(Excerpts of location labeling data)
**********
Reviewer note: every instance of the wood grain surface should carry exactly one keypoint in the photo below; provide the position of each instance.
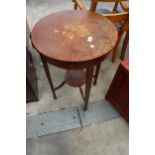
(74, 36)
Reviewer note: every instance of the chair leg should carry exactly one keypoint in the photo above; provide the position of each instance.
(125, 44)
(97, 73)
(115, 51)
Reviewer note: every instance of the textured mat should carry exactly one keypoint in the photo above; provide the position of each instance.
(69, 118)
(97, 112)
(52, 122)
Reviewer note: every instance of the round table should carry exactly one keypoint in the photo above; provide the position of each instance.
(76, 41)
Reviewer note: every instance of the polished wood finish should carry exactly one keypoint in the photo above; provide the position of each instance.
(66, 39)
(74, 40)
(115, 17)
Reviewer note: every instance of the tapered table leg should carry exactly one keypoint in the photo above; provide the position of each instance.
(96, 73)
(48, 76)
(89, 76)
(125, 44)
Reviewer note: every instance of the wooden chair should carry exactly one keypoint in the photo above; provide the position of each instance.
(120, 19)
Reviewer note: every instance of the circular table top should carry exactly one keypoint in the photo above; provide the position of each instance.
(74, 36)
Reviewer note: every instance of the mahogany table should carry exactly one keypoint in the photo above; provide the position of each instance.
(76, 41)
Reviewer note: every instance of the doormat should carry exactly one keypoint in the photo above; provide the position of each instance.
(69, 118)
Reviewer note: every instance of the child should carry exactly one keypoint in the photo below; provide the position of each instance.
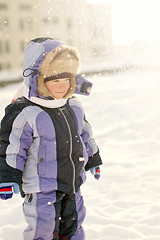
(46, 144)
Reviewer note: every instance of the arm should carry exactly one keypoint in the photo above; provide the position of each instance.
(10, 145)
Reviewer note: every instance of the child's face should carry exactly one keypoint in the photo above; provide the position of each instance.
(58, 87)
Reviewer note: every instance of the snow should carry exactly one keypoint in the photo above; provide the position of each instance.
(124, 204)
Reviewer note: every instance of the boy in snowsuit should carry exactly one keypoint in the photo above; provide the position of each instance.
(46, 144)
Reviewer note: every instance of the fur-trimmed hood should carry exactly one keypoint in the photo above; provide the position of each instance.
(62, 59)
(46, 57)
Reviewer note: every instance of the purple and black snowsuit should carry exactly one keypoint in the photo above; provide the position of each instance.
(46, 146)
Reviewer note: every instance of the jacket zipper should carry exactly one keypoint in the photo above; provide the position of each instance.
(70, 153)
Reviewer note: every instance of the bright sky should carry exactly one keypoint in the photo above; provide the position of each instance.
(134, 20)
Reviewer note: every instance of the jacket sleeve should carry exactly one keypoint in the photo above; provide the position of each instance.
(94, 158)
(13, 132)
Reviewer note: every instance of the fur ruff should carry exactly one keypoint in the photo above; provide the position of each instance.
(59, 60)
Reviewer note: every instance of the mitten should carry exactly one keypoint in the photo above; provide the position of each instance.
(7, 189)
(96, 172)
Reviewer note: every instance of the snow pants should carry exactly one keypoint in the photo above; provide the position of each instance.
(54, 214)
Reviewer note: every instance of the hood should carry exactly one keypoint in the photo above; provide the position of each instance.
(45, 57)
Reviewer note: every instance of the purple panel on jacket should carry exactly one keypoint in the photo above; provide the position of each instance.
(25, 142)
(47, 156)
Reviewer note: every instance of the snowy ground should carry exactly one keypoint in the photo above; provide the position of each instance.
(124, 204)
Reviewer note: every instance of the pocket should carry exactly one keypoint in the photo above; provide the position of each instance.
(42, 160)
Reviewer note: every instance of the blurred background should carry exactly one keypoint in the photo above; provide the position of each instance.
(111, 35)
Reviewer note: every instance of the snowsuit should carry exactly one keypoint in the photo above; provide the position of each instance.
(46, 146)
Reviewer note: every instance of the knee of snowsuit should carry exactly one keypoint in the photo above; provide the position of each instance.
(55, 212)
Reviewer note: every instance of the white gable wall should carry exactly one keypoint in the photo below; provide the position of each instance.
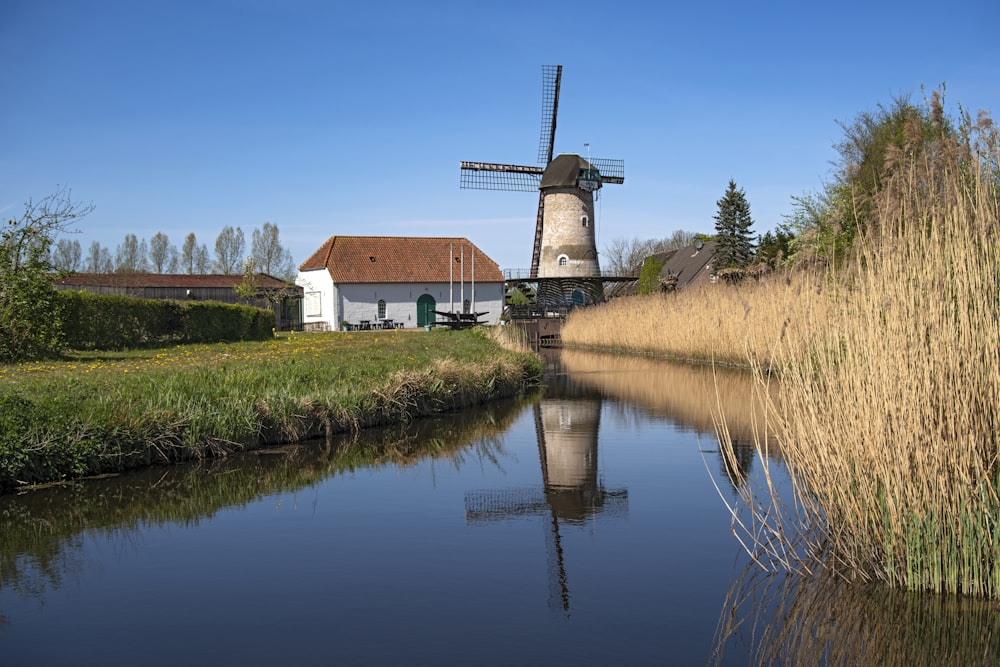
(326, 304)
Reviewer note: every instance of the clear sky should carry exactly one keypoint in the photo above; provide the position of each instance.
(351, 118)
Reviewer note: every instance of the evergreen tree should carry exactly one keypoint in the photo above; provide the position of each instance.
(735, 247)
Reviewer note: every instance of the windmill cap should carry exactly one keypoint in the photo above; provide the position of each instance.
(565, 171)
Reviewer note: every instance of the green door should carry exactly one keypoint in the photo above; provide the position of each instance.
(425, 310)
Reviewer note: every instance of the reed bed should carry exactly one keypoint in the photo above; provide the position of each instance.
(711, 322)
(891, 424)
(888, 418)
(98, 412)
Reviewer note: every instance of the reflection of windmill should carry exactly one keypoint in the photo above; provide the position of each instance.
(565, 250)
(567, 431)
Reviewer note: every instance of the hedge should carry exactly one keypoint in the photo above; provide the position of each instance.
(112, 322)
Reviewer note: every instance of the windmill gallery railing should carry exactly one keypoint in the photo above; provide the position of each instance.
(525, 275)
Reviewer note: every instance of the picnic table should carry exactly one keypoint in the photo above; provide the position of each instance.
(460, 320)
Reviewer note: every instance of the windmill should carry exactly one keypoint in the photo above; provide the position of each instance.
(564, 255)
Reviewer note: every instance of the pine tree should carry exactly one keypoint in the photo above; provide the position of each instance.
(735, 246)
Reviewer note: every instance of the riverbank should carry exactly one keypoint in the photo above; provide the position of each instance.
(104, 412)
(888, 418)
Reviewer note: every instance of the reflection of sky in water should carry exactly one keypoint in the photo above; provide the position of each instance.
(380, 564)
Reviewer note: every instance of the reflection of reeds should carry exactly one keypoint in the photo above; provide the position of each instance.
(826, 621)
(891, 426)
(888, 416)
(689, 394)
(716, 323)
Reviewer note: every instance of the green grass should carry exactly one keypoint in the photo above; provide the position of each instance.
(97, 412)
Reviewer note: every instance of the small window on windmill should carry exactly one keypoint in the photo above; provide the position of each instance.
(589, 180)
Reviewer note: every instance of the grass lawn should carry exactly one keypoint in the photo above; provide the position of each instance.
(94, 412)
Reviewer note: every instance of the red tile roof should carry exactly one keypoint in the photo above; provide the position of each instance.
(142, 280)
(395, 259)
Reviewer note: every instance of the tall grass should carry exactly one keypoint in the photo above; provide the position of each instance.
(891, 428)
(888, 417)
(712, 323)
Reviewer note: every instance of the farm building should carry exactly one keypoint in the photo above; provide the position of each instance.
(284, 298)
(397, 281)
(685, 267)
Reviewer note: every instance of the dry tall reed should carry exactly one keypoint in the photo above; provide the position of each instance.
(890, 424)
(712, 322)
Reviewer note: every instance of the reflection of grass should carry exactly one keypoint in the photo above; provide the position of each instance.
(826, 621)
(890, 371)
(689, 394)
(42, 529)
(100, 412)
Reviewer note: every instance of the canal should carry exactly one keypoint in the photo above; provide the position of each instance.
(587, 524)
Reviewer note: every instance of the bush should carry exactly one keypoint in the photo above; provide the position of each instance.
(113, 322)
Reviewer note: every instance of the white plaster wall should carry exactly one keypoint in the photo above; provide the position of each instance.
(356, 302)
(318, 281)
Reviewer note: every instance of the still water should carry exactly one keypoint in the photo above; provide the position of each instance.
(585, 525)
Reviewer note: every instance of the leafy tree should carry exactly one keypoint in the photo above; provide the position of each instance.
(66, 255)
(131, 256)
(30, 321)
(162, 255)
(269, 256)
(98, 259)
(194, 256)
(735, 247)
(229, 249)
(876, 145)
(773, 247)
(624, 257)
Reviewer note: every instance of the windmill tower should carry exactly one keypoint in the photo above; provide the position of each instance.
(564, 258)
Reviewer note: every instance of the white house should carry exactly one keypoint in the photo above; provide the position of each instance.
(399, 279)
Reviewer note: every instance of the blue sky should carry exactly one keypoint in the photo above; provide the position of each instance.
(351, 118)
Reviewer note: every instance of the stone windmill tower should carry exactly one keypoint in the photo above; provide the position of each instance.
(564, 260)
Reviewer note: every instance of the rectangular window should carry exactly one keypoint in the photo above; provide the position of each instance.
(314, 304)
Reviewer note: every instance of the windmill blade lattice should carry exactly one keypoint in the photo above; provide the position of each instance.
(492, 176)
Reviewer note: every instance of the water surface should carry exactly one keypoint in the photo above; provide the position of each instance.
(586, 525)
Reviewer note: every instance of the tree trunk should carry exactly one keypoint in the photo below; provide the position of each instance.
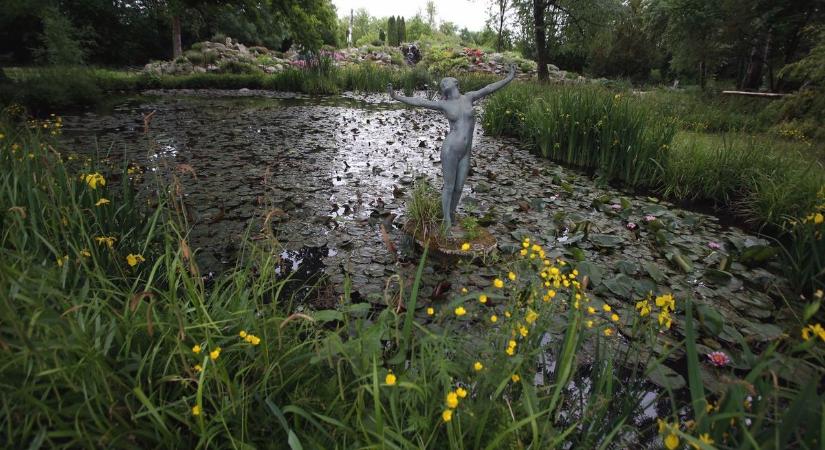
(541, 39)
(502, 7)
(177, 48)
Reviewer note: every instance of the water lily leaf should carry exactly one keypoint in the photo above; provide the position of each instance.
(665, 377)
(594, 272)
(605, 240)
(710, 320)
(621, 285)
(654, 271)
(757, 254)
(717, 276)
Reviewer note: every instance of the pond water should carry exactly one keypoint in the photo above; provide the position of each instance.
(331, 172)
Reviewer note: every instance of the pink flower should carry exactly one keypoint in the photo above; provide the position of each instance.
(719, 359)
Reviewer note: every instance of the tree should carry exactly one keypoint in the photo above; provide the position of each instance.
(431, 12)
(392, 29)
(498, 15)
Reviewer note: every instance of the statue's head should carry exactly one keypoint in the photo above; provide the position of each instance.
(449, 88)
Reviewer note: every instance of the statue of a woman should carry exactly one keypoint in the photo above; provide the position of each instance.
(455, 151)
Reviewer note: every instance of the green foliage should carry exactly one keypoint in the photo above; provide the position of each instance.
(587, 127)
(61, 41)
(424, 209)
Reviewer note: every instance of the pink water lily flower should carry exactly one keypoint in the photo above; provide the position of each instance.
(719, 359)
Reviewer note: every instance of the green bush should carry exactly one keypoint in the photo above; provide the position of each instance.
(584, 126)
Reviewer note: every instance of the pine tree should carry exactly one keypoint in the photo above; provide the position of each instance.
(392, 32)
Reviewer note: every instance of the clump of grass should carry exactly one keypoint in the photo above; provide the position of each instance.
(584, 126)
(424, 209)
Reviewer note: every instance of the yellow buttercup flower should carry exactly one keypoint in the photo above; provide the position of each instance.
(134, 259)
(447, 415)
(452, 400)
(390, 379)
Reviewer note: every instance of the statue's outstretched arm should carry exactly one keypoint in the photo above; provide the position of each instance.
(490, 88)
(414, 101)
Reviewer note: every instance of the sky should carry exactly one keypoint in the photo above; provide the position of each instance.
(463, 13)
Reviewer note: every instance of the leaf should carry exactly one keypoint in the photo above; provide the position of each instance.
(605, 240)
(654, 271)
(665, 377)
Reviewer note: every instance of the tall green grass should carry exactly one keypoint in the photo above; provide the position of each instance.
(99, 352)
(584, 126)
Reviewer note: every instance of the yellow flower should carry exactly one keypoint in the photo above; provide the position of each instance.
(133, 259)
(671, 441)
(390, 379)
(531, 316)
(452, 400)
(94, 179)
(447, 415)
(108, 240)
(643, 307)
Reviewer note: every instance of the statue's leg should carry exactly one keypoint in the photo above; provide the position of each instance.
(461, 176)
(449, 165)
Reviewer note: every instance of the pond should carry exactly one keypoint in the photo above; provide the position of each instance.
(332, 172)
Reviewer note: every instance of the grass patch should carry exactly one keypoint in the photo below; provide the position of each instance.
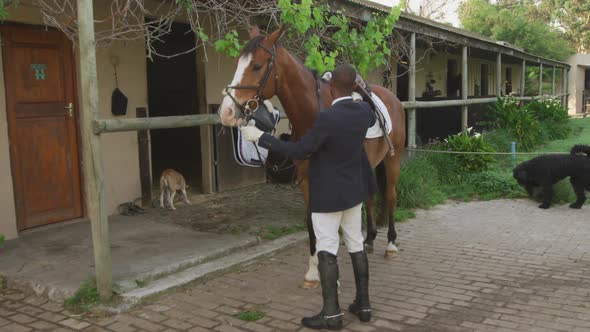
(402, 215)
(84, 299)
(418, 185)
(275, 232)
(250, 316)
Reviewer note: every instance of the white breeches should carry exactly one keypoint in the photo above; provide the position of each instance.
(326, 225)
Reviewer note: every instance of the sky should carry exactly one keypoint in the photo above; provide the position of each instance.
(450, 16)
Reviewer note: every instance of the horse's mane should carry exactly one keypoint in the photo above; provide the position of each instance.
(255, 42)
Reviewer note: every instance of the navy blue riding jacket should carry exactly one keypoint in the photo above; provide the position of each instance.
(340, 176)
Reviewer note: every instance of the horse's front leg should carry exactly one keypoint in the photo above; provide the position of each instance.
(392, 168)
(312, 276)
(371, 226)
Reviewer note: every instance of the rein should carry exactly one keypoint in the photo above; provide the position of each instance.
(251, 105)
(248, 107)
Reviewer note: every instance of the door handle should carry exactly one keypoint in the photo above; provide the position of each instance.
(70, 109)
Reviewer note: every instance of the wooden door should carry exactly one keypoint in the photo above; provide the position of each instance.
(39, 77)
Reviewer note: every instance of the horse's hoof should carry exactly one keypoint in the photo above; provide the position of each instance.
(390, 254)
(391, 251)
(310, 284)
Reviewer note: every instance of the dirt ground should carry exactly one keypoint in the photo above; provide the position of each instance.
(265, 210)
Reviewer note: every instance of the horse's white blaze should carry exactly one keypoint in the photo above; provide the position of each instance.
(391, 247)
(313, 273)
(228, 111)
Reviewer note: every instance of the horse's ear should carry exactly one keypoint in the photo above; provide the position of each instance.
(276, 36)
(253, 31)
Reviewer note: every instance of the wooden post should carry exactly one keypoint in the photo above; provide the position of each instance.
(499, 75)
(412, 93)
(553, 83)
(563, 87)
(205, 132)
(91, 151)
(523, 78)
(464, 90)
(540, 79)
(567, 73)
(145, 171)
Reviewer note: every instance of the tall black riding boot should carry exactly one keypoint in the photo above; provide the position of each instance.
(330, 317)
(361, 306)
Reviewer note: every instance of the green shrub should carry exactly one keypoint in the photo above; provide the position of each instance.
(467, 142)
(445, 165)
(548, 110)
(553, 118)
(496, 183)
(500, 139)
(85, 297)
(519, 122)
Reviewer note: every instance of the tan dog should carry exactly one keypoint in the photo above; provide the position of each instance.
(170, 182)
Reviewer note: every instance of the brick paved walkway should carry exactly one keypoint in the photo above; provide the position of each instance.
(483, 266)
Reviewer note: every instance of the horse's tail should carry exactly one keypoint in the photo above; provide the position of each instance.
(381, 177)
(581, 149)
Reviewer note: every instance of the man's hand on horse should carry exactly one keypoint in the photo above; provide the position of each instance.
(251, 133)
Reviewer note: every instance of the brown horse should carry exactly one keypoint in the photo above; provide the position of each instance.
(266, 69)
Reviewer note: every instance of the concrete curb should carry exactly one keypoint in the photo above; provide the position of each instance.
(217, 266)
(127, 285)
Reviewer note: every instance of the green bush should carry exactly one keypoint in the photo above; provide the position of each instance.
(547, 110)
(519, 122)
(467, 142)
(445, 165)
(497, 182)
(500, 139)
(553, 118)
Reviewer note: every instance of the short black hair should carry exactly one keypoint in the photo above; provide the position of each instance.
(344, 77)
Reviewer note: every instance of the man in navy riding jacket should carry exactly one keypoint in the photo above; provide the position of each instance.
(340, 180)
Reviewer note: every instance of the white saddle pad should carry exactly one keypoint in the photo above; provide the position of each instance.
(375, 131)
(249, 153)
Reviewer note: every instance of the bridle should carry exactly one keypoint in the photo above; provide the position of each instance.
(251, 105)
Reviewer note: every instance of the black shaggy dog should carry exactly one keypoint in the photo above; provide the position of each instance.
(544, 171)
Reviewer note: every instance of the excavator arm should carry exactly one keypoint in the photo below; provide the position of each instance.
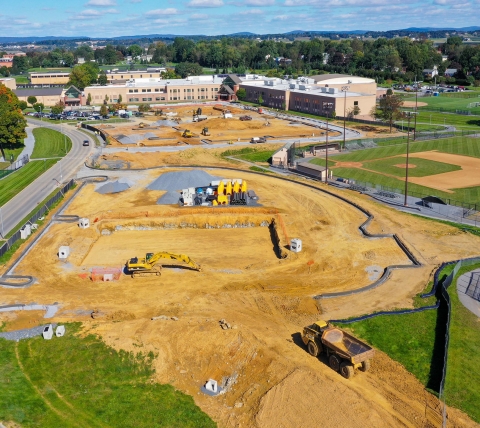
(170, 256)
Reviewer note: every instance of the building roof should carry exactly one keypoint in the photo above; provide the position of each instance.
(340, 79)
(38, 92)
(235, 79)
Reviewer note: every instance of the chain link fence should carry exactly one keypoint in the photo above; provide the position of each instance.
(42, 211)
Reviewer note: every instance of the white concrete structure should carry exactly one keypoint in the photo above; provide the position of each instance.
(63, 252)
(84, 223)
(48, 332)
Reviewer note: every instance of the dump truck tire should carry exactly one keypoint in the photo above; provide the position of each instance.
(334, 362)
(313, 349)
(346, 370)
(365, 366)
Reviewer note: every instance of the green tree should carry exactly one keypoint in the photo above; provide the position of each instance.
(388, 109)
(39, 107)
(58, 108)
(241, 94)
(84, 75)
(12, 122)
(31, 100)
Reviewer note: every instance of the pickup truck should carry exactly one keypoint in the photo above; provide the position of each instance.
(345, 353)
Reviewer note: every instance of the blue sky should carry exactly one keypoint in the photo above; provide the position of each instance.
(108, 18)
**********
* [Task details]
Repeat, without changes, every line from the one that contains "Reviewer note: every instance of the dump" through the final line of the data.

* [Task response]
Reviewer note: every instance of the dump truck tire should carry exactly one keypoint in the photo above; provide the position of each instance.
(334, 362)
(313, 349)
(346, 370)
(365, 366)
Reviewer note: every instance of the green tree should carry exactly one keypoint in the photo above; provide the position of each instance.
(388, 109)
(39, 107)
(58, 108)
(241, 94)
(84, 75)
(12, 122)
(31, 100)
Reviewer note: every instance of the pickup truck should carry exactly one keypoint in the photo above; provide the position of each instance.
(345, 353)
Reviewer note: every instance of the blue sky should carry exactly one keypoint in the photo above; provide the position of each instance.
(108, 18)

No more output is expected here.